:: Information shown

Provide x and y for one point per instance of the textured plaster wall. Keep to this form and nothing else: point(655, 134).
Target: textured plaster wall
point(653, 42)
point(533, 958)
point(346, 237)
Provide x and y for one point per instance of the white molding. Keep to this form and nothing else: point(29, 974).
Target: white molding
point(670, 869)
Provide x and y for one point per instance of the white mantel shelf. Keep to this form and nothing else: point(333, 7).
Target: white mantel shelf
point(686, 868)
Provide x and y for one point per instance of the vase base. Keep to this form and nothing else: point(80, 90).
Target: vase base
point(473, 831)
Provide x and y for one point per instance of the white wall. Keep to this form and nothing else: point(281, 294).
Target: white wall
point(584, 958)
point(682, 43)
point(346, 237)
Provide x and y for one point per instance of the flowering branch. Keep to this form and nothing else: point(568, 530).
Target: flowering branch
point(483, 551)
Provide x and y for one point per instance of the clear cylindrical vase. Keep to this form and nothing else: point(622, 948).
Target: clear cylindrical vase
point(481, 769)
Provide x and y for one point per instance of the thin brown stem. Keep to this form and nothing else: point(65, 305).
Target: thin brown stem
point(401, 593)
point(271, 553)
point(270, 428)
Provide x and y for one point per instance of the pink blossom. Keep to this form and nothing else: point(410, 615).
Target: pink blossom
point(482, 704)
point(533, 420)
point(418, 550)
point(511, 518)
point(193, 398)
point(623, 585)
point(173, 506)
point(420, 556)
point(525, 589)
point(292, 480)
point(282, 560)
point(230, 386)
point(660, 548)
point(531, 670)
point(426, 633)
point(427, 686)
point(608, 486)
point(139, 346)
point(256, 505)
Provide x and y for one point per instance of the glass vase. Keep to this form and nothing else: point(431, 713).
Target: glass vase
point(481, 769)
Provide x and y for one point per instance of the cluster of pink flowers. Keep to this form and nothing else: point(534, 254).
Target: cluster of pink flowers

::::

### What to produce
Copy the entries above word for word, starting with the line that contains "else: point(333, 7)." and ending with the line that contains "point(483, 551)", both included.

### Task answer
Provide x and y for one point per instance of the white mantel shelf. Keep to this form and nothing else: point(333, 7).
Target: white mantel shelf
point(686, 868)
Provide x and y for one point per instance of the vase base. Keep to this form and nothing else: point(80, 90).
Target: vase base
point(473, 831)
Provide x and y for one point per instance of the white wall. Keep to this form and nothing else: point(281, 294).
Target: white wall
point(584, 958)
point(682, 43)
point(346, 237)
Provide x and y for one point per instance of the flowering branch. Keep to this form and nothing else: point(568, 530).
Target: flowering branch
point(483, 551)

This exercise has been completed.